Text under study ▸

Westminster defends actions of ex-officers sued over Taser use, releases video of Walmart incident

A former Westminster police officer used a Taser on a 78-year-old man in a Walmart after the man tried to walk past the officer during a confrontation, surveillance video of the incident shows.

Westminster police released the video this week in response to a civil rights lawsuit filed Jan. 14 by the man, Clayton Shriver, against the city and the two former officers involved in the incident. The department defended the former officers’ actions, noting they had been cleared by an internal investigation.

In the lawsuit, Shriver’s attorneys alleged the officers used excessive force and unfairly prosecuted Shriver, and said the Westminster Police Department failed to properly train them.

Both of the officers involved, Michael Owen and Tyler Farson, resigned from the department in 2021 for reasons not connected to the incident, Westminster police spokeswoman Cheri Spottke said in a news release.

Record extracts ▸
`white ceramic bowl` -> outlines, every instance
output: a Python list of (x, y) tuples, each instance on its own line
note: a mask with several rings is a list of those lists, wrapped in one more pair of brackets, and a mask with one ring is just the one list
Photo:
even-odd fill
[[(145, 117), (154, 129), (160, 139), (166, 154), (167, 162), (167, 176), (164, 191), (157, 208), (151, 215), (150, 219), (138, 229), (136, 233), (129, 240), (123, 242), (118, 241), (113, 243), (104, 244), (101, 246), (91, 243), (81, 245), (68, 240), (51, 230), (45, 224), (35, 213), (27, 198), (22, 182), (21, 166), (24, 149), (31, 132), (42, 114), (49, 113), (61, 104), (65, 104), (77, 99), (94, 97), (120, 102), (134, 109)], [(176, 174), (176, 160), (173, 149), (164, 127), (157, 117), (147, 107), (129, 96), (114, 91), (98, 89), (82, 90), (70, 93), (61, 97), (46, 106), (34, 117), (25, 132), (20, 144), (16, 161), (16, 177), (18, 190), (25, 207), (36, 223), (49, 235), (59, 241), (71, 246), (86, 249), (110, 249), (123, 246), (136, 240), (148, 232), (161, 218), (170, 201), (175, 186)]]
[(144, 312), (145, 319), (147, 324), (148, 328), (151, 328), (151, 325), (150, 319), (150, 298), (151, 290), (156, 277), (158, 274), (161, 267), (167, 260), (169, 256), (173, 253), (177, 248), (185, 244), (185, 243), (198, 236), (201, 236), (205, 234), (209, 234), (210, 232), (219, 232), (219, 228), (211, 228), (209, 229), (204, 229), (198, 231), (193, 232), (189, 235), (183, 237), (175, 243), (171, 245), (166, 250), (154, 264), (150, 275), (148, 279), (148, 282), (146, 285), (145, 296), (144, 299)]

Work instruction A ▸ In the Westminster Taser article, what year did the two former officers resign from the department?
Work instruction B ▸ Please continue the Westminster Taser article from its last sentence.
The lines have nothing to do with the Westminster Taser article.

Answer box A ▸ 2021

Answer box B ▸
The officers contacted Shriver on May 15, 2020, in a Westminster Walmart after McDonald’s employees reported he would not leave the restaurant, which is located inside the Walmart. The McDonald’s employees told police that Shriver refused to leave the seating area, which was closed to customers due to COVID-19, and was acting aggressively and yelling profanities, according to Owen’s report on the incident, obtained by The Denver Post through a records request.

Shriver was experiencing a health crisis at the time of the incident, according to his lawsuit. He couldn’t understand what the restaurant employees were saying and subsequently began raising his voice. Shriver has medical and emotional health issues including traumatic brain injuries, memory loss, hearing loss and a mood disorder, the lawsuit states. He was sitting in the McDonald’s while his partner shopped because he didn’t feel well, according to the lawsuit.

Surveillance video shows Owen speaking with Shriver for about a minute before Shriver stood up and walked quickly toward the officer. Both Shriver and Owen said Shriver was trying to leave the McDonald’s. Owen wrote in his report that he stopped Shriver from leaving because he wasn’t sure whether a crime had been committed and whether he needed to arrest Shriver.

Owen then grabbed the man and forced him to the ground, the video shows.

Owen wrote in his report that Shriver kicked him in the leg, so he decided to use his Taser on Shriver. Owen used the stun gun twice on Shriver while the two struggled on the ground, the officer wrote in his report. Owen and Farson, the other officer who arrived on scene, then handcuffed Shriver and called an ambulance.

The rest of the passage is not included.